---------- Text block ----------

TEMPE, Ariz. — Benjamin Pearcy, a candidate for statewide office in Arizona, lists his campaign office as a Starbucks. The small business he refers to in his campaign statement is him strumming his guitar on the street. The internal debate he is having in advance of his coming televised debate is whether he ought to gel his hair into his trademark faux Mohawk.

Pearcy, 20, is running for a seat on the Arizona Corporation Commission, which oversees public utilities, railroad safety and securities regulation. Although Pearcy says he is taking his first run for public office seriously, the political establishment here views him as nothing more than a political dirty trick.

Pearcy and other drifters and homeless people were recruited onto the Green Party ballot by a Republican political operative who freely admits that their candidacies may siphon some support from the Democrats. Arizona’s Democratic Party has filed a formal complaint with local, state and federal prosecutors in an effort to have the candidates removed from the ballot, and the Green Party has urged its supporters to steer clear of the rogue candidates.

"These are people who are not serious and who were recruited as part of a cynical manipulation of the process," said Paul Eckstein, a lawyer representing the Democrats. "They don’t know green from red."

But Steve May, the Republican operative who signed up some of the candidates along Mill Avenue, a bohemian commercial strip next to Arizona State University, insists that a real political movement has been stirred up that has nothing to do with subterfuge.

"Did I recruit candidates? Yes," said May, who is himself a candidate for the state Legislature, on the Republican ticket. "Are they fake candidates? No way."

To make his point, May went by Starbucks, the gathering spot of the Mill Rats, as the frequenters of Mill Avenue are known.

"Are you fake, Benjamin?" he yelled out to Pearcy, who cried out "No," with an expletive attached.

"Are you fake, Thomas?" May shouted in the direction of Thomas Meadows, 27, a Tarot card reader who has less than a dollar to his name. Meadows, who is running for state treasurer, similarly disagreed.

"Are you fake, Grandpa?" he said to Anthony Goshorn, 53, a candidate for the State Senate whose bushy white beard and paternal manner have earned him that nickname on the streets. "I’m real," he replied.

Gathered around the group was a motley crew of people who were down on their luck, including a one-armed pregnant woman named Roxie whom May befriended sometime ago. Roxie introduced May to the rest of the Mill Rats.

----------

Answer these questions from the article on the Arizona Green Party candidates:
(a) What does the Arizona Corporation Commission oversee?
(b) Which office is Thomas Meadows running for?
(c) Who introduced May to the rest of the Mill Rats?

---------- Records supplied ----------

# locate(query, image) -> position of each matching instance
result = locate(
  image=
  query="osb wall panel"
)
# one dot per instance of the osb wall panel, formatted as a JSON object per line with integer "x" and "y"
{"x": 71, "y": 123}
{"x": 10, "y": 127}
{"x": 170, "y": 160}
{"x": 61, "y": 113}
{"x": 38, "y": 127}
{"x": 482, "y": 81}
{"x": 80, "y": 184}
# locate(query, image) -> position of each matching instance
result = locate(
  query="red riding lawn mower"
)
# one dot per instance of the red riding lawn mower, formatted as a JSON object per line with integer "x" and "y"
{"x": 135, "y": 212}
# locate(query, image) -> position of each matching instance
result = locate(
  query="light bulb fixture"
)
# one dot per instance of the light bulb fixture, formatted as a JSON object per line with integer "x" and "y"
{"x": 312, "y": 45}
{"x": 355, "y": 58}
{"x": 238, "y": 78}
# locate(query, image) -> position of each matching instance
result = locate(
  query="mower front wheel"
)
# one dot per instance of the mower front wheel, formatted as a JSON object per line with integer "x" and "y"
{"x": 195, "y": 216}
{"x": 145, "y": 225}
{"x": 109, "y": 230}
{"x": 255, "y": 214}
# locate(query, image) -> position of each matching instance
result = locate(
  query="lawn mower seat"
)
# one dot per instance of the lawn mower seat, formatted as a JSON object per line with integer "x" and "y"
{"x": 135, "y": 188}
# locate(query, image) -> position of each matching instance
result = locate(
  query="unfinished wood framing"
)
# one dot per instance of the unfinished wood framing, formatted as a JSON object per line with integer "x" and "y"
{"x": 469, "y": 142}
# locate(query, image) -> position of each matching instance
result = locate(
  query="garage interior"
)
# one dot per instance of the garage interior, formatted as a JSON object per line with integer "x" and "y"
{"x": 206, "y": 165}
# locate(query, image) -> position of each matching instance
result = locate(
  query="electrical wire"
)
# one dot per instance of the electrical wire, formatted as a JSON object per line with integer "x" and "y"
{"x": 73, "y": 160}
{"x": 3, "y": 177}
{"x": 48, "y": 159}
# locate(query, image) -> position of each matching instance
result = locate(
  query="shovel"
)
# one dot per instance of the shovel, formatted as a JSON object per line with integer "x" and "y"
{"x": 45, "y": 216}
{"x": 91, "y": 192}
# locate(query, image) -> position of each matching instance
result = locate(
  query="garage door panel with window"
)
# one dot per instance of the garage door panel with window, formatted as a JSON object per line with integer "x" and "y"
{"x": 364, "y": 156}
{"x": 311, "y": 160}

----------

▶ [Solution for this task]
(a) Public utilities, railroad safety and securities regulation.
(b) State treasurer.
(c) Roxie, a one-armed pregnant woman whom May had befriended.